TEXTE FOURNI:

::::

Le canal de quatre mètres creusé en 2003 sur la Langue de Barbarie, à Saint-Louis du Sénégal, hante le sommeil des villages de pêcheurs de la vieille ville. Dix ans après sa réalisation, l’ouverture de cette brèche a entrainé la disparition de villages et paralysé le quotidien de milliers de personnes en impactant négativement la pêche, le tourisme, le maraîchage… Une situation qui confirme la place de Saint-Louis dans le « gotha » des villes africaines les plus menacées par les changements climatiques et l’action de l’homme sur l’environnement.
Creusée en octobre 2003 pour préserver Saint-Louis des inondations en permettant de déverser les eaux des pluies dans l’océan atlantique, la brèche artificielle ouverte sur la bande de sable séparant la mer et le fleuve menace la survie de cette ville historique. De quatre mètres au départ, ce canal de délestage sur Saint-Louis et ses environs s’étend aujourd’hui sur cinq kilomètres à cause de l’action dévastatrice de la mer. La brèche migrait de 300 mètres par an vers la localité de Gandiolais. La stabilité relevée depuis cinq ans sur sa progression n’empêche les dégâts et les conséquences néfastes sur le plan économique, social et environnemental.
Il faut rappeler que la « Langue de Barbarie » est un cordon de sable entre deux flots, conquis dès le XVIème siècle par le navigateur portugais Dinis Dias. Née de l'affrontement du fleuve et de l'océan, elle s'étire sur plusieurs kilomètres au sud de Saint-Louis. Douce et fragile, menacée à chaque crue ou marée, elle tend à céder malgré l'entêtement des filaos et palmiers, pour finalement s'épuiser à l'embouchure, face à la puissance des flots.
Pour mesurer l’importance de la problématique de la brèche ou canal évoqué plus haut, le Groupe Recherche Environnement et Presse (Grep) et le WWF, avec l’appui de l’Ambassade des Pays Bas à Dakar, ont convoyé une trentaine de journalistes de la presse nationale, et des experts en environnement du 7 au 9 juin 2013 à Saint-Louis. Un tableau sombre relatant les moments obscurs vécus par un millier de populations ayant fait les frais d’une bavure humaine est ainsi dressé.

::::

L'EXERCICE:
Recopiez s'il vous plaît, sans rien changer, le passage du texte sur la brèche de Saint-Louis qui commence à « Le canal de » et se termine à « l’homme sur l’environnement. ».

::::

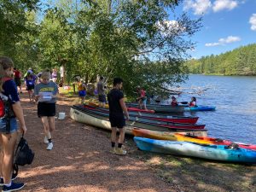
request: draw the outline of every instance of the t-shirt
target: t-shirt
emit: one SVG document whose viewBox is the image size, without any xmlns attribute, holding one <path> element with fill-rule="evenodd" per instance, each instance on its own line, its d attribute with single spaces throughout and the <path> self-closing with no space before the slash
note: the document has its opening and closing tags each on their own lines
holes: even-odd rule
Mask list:
<svg viewBox="0 0 256 192">
<path fill-rule="evenodd" d="M 3 94 L 10 98 L 12 104 L 20 101 L 17 86 L 14 80 L 5 81 L 3 85 L 3 89 L 4 90 Z"/>
<path fill-rule="evenodd" d="M 15 78 L 21 78 L 21 73 L 19 70 L 14 71 Z"/>
<path fill-rule="evenodd" d="M 35 86 L 35 95 L 44 95 L 45 96 L 49 96 L 50 95 L 55 96 L 58 93 L 58 86 L 55 83 L 49 81 L 48 84 L 38 84 Z M 49 102 L 55 103 L 56 102 L 55 98 L 49 99 L 45 97 L 45 99 L 39 99 L 39 102 Z"/>
<path fill-rule="evenodd" d="M 97 91 L 99 95 L 105 95 L 104 84 L 102 81 L 97 83 Z"/>
<path fill-rule="evenodd" d="M 109 117 L 124 117 L 123 109 L 119 103 L 119 100 L 124 98 L 122 91 L 113 89 L 108 94 L 108 101 L 109 106 Z"/>
</svg>

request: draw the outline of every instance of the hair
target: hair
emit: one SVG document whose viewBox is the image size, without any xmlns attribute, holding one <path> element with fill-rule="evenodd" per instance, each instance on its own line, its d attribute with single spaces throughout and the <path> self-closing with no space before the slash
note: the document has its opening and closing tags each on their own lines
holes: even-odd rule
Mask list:
<svg viewBox="0 0 256 192">
<path fill-rule="evenodd" d="M 42 73 L 40 78 L 41 78 L 41 79 L 50 79 L 50 73 L 44 70 L 44 71 Z"/>
<path fill-rule="evenodd" d="M 196 102 L 195 96 L 192 96 L 192 101 L 193 101 L 193 102 Z"/>
<path fill-rule="evenodd" d="M 0 91 L 3 91 L 3 78 L 8 77 L 5 70 L 14 67 L 14 61 L 7 56 L 0 56 Z"/>
<path fill-rule="evenodd" d="M 113 80 L 113 86 L 117 85 L 118 84 L 121 84 L 121 83 L 123 83 L 123 79 L 120 78 L 114 78 Z"/>
</svg>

::::

RÉSULTAT:
Le canal de quatre mètres creusé en 2003 sur la Langue de Barbarie, à Saint-Louis du Sénégal, hante le sommeil des villages de pêcheurs de la vieille ville. Dix ans après sa réalisation, l’ouverture de cette brèche a entrainé la disparition de villages et paralysé le quotidien de milliers de personnes en impactant négativement la pêche, le tourisme, le maraîchage… Une situation qui confirme la place de Saint-Louis dans le « gotha » des villes africaines les plus menacées par les changements climatiques et l’action de l’homme sur l’environnement.